◆ **Input for this task**
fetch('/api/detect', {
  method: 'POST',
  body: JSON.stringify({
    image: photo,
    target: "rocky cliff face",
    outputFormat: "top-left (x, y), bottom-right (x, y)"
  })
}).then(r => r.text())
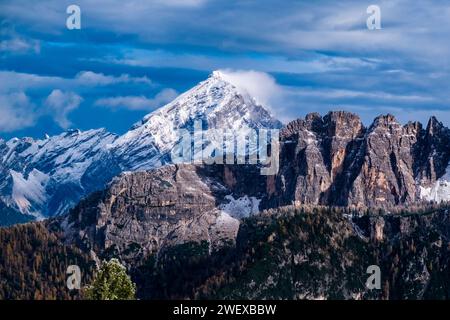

◆ **What is needed**
Copy every line above character for character, omitting the picture.

◆ **Solution for this problem**
fetch('/api/detect', {
  method: 'POST',
  body: JSON.stringify({
    image: photo,
    target: "rocky cliff face",
    outputFormat: "top-left (x, y), bottom-right (x, y)"
  })
}).then(r => r.text())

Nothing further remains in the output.